What you will do » Tally the lines in the entries below that contain the string "umbrella" (case counts) and give only that number.

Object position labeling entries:
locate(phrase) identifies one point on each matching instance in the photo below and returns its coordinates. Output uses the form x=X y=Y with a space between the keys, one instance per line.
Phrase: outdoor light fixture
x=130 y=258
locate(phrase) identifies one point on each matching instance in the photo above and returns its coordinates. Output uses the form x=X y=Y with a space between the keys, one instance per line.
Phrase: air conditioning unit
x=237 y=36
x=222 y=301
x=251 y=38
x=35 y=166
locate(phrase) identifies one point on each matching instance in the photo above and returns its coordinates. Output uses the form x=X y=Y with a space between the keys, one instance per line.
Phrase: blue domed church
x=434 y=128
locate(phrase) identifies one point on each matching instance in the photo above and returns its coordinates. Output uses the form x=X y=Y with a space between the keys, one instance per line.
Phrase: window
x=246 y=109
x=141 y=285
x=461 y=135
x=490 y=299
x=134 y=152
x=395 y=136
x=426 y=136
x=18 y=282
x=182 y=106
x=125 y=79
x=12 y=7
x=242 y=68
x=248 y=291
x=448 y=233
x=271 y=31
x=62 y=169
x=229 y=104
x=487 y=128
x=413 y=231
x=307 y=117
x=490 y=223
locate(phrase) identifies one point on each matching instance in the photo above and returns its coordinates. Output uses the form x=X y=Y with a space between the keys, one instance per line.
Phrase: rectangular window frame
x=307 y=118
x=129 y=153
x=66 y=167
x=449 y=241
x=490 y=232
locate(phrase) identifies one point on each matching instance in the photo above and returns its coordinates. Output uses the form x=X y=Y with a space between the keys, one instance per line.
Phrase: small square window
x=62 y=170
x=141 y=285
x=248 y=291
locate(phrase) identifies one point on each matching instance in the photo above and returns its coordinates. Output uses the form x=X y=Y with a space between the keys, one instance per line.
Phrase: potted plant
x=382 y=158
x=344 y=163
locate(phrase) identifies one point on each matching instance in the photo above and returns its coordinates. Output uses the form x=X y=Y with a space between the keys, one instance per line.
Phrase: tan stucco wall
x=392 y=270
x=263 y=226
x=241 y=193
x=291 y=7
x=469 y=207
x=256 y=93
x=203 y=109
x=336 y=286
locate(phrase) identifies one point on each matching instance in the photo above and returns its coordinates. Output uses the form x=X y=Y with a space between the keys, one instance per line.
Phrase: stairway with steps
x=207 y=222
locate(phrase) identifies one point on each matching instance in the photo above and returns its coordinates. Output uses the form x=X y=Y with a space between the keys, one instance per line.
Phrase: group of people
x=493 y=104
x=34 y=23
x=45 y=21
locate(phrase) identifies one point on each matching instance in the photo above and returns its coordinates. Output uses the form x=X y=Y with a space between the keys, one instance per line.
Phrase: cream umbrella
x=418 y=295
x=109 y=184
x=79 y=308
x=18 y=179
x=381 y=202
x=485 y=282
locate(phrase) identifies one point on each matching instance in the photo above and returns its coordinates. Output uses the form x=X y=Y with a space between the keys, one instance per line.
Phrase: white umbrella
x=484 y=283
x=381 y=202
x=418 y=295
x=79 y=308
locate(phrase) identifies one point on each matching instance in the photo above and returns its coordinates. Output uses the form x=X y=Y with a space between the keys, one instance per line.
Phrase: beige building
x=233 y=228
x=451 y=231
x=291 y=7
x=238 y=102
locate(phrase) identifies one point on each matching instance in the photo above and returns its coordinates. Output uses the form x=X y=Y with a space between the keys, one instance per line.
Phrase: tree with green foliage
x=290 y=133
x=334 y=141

Full answer » 2